● Data supplied

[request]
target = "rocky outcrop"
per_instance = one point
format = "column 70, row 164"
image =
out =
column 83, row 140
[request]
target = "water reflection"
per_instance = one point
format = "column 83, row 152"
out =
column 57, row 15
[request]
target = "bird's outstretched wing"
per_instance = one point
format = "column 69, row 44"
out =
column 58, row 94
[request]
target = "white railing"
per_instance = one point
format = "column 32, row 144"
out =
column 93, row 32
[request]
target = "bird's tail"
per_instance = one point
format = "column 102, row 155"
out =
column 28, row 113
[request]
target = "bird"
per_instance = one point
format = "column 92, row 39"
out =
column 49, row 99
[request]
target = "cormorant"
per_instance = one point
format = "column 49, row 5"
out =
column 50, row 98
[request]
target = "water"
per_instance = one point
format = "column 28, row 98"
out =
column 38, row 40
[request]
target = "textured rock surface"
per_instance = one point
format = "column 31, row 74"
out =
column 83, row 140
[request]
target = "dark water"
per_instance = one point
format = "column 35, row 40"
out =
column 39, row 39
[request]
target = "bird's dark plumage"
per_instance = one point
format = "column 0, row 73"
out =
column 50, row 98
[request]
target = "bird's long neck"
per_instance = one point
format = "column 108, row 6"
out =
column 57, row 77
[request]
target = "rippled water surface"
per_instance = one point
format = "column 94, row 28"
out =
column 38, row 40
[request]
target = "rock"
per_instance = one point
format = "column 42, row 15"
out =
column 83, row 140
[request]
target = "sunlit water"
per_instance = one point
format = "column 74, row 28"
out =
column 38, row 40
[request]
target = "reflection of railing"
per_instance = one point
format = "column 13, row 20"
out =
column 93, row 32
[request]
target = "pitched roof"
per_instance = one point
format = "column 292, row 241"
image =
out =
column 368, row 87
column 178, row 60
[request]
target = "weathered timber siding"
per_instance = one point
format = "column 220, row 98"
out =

● What you should do
Return all of the data above word for word, keeping every line the same.

● Exercise result
[request]
target = "rocky outcrop"
per_instance = one point
format = "column 70, row 164"
image =
out =
column 83, row 140
[request]
target = "water reflection"
per_instance = one point
format = "column 83, row 152"
out =
column 57, row 15
[request]
target = "bird's outstretched wing"
per_instance = one point
format = "column 69, row 44"
out =
column 58, row 94
[request]
target = "white railing"
per_instance = one point
format = "column 32, row 144"
out =
column 93, row 32
[request]
target = "bird's tail"
per_instance = one point
format = "column 102, row 155"
out =
column 28, row 113
[request]
target = "bird"
per_instance = one point
format = "column 92, row 39"
out =
column 49, row 99
[request]
target = "cormorant"
per_instance = one point
format = "column 49, row 5"
out =
column 50, row 98
[request]
target = "water"
per_instance = one point
format = "column 28, row 98"
out =
column 38, row 40
[request]
target = "textured rock surface"
per_instance = one point
format = "column 31, row 74"
out =
column 83, row 140
[request]
target = "dark water"
per_instance = one point
format = "column 35, row 40"
out =
column 39, row 39
[request]
target = "bird's dark plumage"
per_instance = one point
format = "column 0, row 73"
out =
column 50, row 98
[request]
target = "bird's long neck"
per_instance = one point
format = "column 108, row 6"
out =
column 57, row 77
[request]
target = "rippled water surface"
per_instance = one point
format = "column 94, row 28"
out =
column 38, row 40
[request]
target = "rock"
per_instance = one point
format = "column 42, row 15"
out =
column 83, row 140
[request]
target = "sunlit water"
per_instance = one point
format = "column 74, row 28"
out =
column 38, row 40
[request]
target = "reflection of railing"
per_instance = one point
format = "column 13, row 20"
out =
column 93, row 32
[request]
target = "pitched roof"
per_instance = one point
format = "column 292, row 241"
image =
out =
column 368, row 87
column 178, row 60
[request]
target = "weathered timber siding"
per_instance = one point
format = "column 220, row 98"
out =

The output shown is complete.